SUPPLIED TEXT —

Is anyone else having problems with the keyboard entering multiple letters when typing? I have tried different keyboards (like Go Keyboard) and the stock KB, but both will randomly insert extra letters when I type.


----------



## Bad Bimr

thebowers said:


> What is the file size of your ACMEInstaller file? Make sure it isn't 0 kb cause doing the > ACMEInstaller will wipe it. I ran into this issue until I read the directions that came with the installer. Also give it some time. Mine sat at the USB icon for almost a minute before it turned to the hp logo and then the install happened.
> 
> Edit: this is for post #42


Exactly what happened. ACMEInstaller file size was 0 kb. put a fresh copy of ACMEInstaller into the directory and it is installing as I type. Hopefully it will work 

Thanks

BP

EDIT: It works. Lots of FC but I was expecting that. Good work to everyone that had a hand in this.


----------



## jimmyz

"thebowers said:


> What is the file size of your ACMEInstaller file? Make sure it isn't 0 kb cause doing the > ACMEInstaller will wipe it. I ran into this issue until I read the directions that came with the installer. Also give it some time. Mine sat at the USB icon for almost a minute before it turned to the hp logo and then the install happened.
> 
> Edit: this is for post #42


I had exact problem of wiping my acmeinstaller. It wasn't untili saw the 0k file size that I figured out what was happening


----------



## tfreakburg

Thanks for the FAQ. Thing seem to work pretty well for an Alpha.

When I go into Rom Manager and click on "Check for Rom Updates" It tells me Clockwork Mod is not installed and asks for my phone model. Is this normal, or should CW be installed?


----------



## lp894

Rom Manager currently doesn't work for the Touchpad last I heard(which was Saturday I believe). So unless something has changed, Rom Manager will not work for the Touchpad.

SUPPLIED DATA —
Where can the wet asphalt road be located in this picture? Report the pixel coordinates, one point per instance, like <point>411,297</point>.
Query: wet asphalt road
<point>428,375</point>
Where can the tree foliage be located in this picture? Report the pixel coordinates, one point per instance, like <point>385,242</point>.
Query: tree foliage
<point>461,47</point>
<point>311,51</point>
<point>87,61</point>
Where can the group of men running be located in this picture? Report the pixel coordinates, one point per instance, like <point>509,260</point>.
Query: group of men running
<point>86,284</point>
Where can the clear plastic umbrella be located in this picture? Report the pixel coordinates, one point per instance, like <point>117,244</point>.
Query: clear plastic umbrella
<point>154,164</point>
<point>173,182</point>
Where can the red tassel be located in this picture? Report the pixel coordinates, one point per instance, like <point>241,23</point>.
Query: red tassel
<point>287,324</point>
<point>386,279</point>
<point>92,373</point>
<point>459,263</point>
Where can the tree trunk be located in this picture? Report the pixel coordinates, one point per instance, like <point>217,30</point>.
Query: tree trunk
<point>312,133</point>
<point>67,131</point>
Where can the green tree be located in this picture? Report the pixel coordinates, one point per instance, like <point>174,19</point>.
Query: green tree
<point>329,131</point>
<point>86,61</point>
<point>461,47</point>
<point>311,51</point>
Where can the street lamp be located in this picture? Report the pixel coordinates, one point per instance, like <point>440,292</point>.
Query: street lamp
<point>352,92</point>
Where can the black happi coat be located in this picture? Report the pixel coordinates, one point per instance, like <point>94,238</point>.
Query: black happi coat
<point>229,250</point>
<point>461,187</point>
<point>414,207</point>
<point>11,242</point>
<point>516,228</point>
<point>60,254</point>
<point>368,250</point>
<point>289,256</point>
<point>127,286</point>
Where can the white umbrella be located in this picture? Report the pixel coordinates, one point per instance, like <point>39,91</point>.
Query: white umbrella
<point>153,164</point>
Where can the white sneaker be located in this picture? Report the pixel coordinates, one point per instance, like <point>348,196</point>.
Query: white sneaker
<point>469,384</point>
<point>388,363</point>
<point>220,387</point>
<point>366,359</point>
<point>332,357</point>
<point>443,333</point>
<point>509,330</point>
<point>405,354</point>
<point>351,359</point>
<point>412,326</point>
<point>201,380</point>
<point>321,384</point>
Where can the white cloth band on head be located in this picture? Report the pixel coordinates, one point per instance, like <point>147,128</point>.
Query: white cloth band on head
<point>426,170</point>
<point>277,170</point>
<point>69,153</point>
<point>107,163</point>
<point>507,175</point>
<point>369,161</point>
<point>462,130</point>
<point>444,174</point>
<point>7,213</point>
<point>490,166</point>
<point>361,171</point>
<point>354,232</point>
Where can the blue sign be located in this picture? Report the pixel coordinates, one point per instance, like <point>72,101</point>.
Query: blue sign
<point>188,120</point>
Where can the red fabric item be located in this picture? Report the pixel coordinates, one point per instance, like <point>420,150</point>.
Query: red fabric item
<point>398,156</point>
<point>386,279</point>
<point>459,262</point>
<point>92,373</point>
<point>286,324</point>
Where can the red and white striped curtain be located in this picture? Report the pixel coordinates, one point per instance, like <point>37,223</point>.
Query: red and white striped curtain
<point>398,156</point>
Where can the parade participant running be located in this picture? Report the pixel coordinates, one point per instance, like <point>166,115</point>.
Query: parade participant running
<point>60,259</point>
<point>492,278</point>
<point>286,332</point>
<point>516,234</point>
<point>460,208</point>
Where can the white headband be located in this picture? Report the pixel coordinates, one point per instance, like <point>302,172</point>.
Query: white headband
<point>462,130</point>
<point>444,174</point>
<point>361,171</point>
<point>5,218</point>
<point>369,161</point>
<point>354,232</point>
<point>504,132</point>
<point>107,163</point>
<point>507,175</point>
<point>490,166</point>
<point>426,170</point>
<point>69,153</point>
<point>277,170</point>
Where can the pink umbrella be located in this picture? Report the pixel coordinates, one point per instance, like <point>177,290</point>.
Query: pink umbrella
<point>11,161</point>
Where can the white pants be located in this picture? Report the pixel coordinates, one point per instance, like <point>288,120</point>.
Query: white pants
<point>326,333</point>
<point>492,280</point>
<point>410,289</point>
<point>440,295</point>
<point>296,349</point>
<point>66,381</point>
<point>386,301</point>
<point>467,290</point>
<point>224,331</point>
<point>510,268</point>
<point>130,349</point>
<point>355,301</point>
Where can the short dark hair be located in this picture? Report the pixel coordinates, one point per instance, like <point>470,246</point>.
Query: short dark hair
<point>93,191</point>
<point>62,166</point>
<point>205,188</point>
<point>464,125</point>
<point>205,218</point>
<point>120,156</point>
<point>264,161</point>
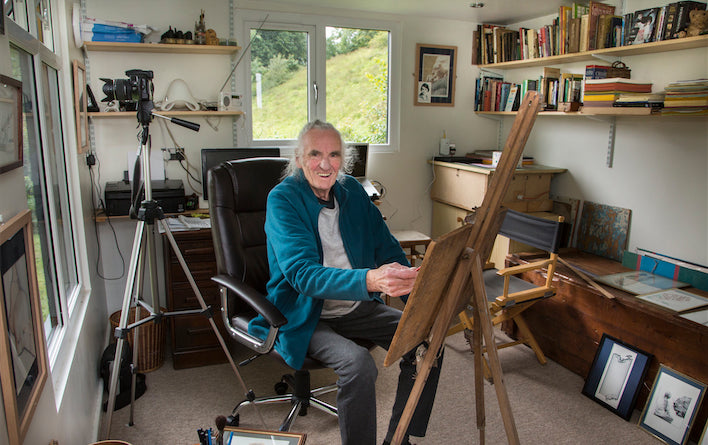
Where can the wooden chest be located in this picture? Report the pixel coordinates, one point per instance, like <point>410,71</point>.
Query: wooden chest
<point>192,338</point>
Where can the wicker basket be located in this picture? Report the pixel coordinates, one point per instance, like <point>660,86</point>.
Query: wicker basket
<point>618,69</point>
<point>151,340</point>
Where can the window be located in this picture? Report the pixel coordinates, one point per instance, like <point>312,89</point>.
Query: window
<point>322,69</point>
<point>46,180</point>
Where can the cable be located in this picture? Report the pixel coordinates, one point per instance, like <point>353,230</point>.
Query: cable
<point>95,182</point>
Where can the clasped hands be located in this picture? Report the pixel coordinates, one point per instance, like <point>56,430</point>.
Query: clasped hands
<point>392,279</point>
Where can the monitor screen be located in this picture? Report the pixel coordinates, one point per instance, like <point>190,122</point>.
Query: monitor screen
<point>359,169</point>
<point>211,157</point>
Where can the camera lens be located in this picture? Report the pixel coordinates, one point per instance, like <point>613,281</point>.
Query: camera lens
<point>120,89</point>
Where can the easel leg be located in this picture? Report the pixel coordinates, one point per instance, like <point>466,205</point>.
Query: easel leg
<point>482,311</point>
<point>437,338</point>
<point>476,345</point>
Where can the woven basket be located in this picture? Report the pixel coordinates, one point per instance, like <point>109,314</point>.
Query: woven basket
<point>618,69</point>
<point>151,340</point>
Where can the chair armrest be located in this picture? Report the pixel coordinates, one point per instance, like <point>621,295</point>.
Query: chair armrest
<point>253,298</point>
<point>521,268</point>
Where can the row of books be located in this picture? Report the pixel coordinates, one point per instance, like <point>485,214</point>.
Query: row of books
<point>686,97</point>
<point>494,94</point>
<point>581,28</point>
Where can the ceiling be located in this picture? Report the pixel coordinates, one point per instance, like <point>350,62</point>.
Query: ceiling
<point>494,11</point>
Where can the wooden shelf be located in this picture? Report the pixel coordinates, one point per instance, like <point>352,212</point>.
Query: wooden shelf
<point>631,50</point>
<point>117,114</point>
<point>168,48</point>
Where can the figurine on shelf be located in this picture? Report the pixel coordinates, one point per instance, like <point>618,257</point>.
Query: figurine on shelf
<point>200,30</point>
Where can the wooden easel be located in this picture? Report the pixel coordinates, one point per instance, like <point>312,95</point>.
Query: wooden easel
<point>451,271</point>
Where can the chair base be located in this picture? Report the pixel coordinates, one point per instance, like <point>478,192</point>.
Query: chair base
<point>300,399</point>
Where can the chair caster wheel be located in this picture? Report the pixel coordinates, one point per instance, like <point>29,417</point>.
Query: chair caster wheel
<point>280,388</point>
<point>232,420</point>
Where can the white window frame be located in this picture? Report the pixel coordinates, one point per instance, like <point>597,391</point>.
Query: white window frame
<point>62,344</point>
<point>250,19</point>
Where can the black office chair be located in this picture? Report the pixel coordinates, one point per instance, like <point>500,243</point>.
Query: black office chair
<point>237,204</point>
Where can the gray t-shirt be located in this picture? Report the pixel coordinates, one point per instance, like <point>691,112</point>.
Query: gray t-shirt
<point>334,255</point>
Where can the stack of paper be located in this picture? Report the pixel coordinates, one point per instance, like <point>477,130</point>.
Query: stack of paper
<point>686,97</point>
<point>604,92</point>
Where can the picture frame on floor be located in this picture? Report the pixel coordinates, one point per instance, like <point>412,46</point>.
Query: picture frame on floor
<point>672,406</point>
<point>23,367</point>
<point>245,436</point>
<point>616,375</point>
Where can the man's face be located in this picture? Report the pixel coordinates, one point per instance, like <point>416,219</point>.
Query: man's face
<point>321,160</point>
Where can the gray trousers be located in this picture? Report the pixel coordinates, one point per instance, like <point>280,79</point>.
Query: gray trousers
<point>331,344</point>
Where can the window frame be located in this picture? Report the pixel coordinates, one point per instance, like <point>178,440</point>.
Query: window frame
<point>63,341</point>
<point>250,19</point>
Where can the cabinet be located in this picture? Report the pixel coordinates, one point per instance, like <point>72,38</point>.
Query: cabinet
<point>192,339</point>
<point>459,188</point>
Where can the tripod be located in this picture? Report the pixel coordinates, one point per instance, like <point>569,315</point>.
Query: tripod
<point>143,251</point>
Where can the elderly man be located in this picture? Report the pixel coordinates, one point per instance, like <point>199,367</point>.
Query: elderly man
<point>331,256</point>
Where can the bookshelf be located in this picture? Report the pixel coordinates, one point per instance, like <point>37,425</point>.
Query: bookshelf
<point>631,50</point>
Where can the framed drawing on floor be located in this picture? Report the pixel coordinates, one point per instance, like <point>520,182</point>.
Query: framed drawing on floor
<point>616,375</point>
<point>23,363</point>
<point>245,436</point>
<point>672,406</point>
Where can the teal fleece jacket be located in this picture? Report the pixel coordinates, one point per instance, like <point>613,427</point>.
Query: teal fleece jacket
<point>299,282</point>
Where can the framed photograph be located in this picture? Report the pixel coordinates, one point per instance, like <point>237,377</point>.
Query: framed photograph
<point>80,106</point>
<point>10,123</point>
<point>616,375</point>
<point>435,75</point>
<point>245,436</point>
<point>23,366</point>
<point>639,282</point>
<point>672,406</point>
<point>675,299</point>
<point>700,317</point>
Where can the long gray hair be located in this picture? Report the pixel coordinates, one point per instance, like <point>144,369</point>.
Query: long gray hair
<point>348,153</point>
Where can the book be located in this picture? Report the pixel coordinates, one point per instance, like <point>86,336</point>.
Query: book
<point>596,9</point>
<point>512,104</point>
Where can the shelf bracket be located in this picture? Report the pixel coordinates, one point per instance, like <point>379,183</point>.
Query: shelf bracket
<point>611,121</point>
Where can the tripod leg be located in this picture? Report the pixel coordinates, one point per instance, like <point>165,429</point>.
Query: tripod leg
<point>127,298</point>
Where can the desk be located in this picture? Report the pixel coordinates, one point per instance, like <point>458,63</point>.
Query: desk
<point>568,326</point>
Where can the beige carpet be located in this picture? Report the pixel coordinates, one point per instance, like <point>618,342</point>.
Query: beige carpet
<point>547,404</point>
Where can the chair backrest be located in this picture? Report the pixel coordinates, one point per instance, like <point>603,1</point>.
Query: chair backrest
<point>541,233</point>
<point>238,191</point>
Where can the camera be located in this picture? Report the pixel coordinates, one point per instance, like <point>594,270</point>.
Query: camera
<point>136,88</point>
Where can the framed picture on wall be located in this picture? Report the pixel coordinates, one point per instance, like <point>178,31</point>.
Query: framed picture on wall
<point>672,406</point>
<point>10,124</point>
<point>23,352</point>
<point>616,375</point>
<point>435,75</point>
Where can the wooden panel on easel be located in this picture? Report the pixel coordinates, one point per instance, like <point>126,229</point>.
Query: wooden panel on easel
<point>441,257</point>
<point>603,230</point>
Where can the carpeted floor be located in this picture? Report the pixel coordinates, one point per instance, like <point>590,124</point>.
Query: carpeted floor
<point>546,400</point>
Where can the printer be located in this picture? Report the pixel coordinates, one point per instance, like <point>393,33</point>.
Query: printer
<point>168,193</point>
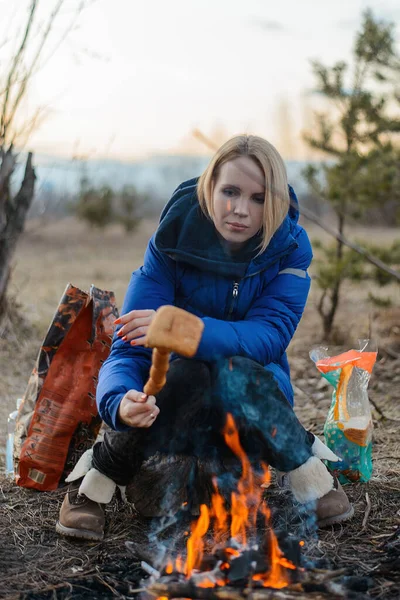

INSTRUCTIONS —
1. Answer these questions about the Touchpad forum thread:
(a) What file size did Bad Bimr find for the ACMEInstaller file?
(b) In thebowers' post, what did the device show for almost a minute before the hp logo appeared?
(c) According to lp894, what does not work for the Touchpad?
2. List every username that appears as a post heading in the Touchpad forum thread.
3. Write the next reply in the Touchpad forum thread, following on from lp894's post.
The material comes from a separate source that has nothing to do with the forum thread.

OUTPUTS IN ORDER —
1.
(a) 0 kb.
(b) The USB icon.
(c) Rom Manager.

2. Bad Bimr, jimmyz, tfreakburg, lp894

3.
----------



## tfreakburg

lp894 said:


> Rom Manager currently doesn't work for the Touchpad last I heard(which was Saturday I believe). So unless something has changed, Rom Manager will not work for the Touchpad.


got it. Thanks


----------



## lp894

tfreakburg said:


> got it. Thanks


No problem!!! That's what I'm here for. Granted, I'm not a developer or anything, but I'm EXTREMELY experienced at installing Roms(all the way back to Windows Mobile 5 devices lol) and I've gotten pretty good at following tutorials that are provided and recognizing at what steps people may get a bit lost(including myself) so I try to help out where I can.


----------



## cubsfan86

Is there a way to link the TouchPad as a device on my Market account?


----------



## Redflea

Can this be added to the OP - it appears from a couple of threads that setting a CPU speed above 400 can lead to boot loops (assuming it is set to be enabled on boot)...folks fixed it by getting into SetCPU (or whatever tool they were using) and lowering the clock speed before the TP could reboot. So the "lesson learned" is avoiding setting CPU speed on boot if you're using speeds >400 mHz.


----------



## pvandenh

Maybe one of you fine users who have some previous expereience with CM / ROM Manager can help me.
Today while doing some work in CM7, I saw a notification on the menu bar. Actually there was 2 notifications. The first one was the Market found updates to some of my apps (normal), but the other one had me confused. It said there was a ROM Manager update ready to be installed. Does this mean the ROM Manager itself wants to update? Or is there a ROM to update? I couldn't get past the phone selection screen to find out, so maybe you know what this means?


----------



## mamejay

Hey guys. just have a question about upgrading CM7 once a beta or final is released.
I have the current CM7 installed on my touchpad. What would be the process to upgrade the current CM7 to future leases?
would this just be done using the Clockwork recovery mode when starting the Touchpad?
Probably a silly question but just want to make sure.

Thanks


----------



## lp894

It will probably either be through cwm or via the ACMEInstaller


----------



## Bad_Wolf

Hi guys, I'll be installing the alpha2 on my touchpad sometime this evening. Just wanted to know if I can use the same Market account on the touchpad as I am using on my android phone? 
What is the best way to transfer apps from my phone to the touchpad? (my phone is not rooted or have any custom roms)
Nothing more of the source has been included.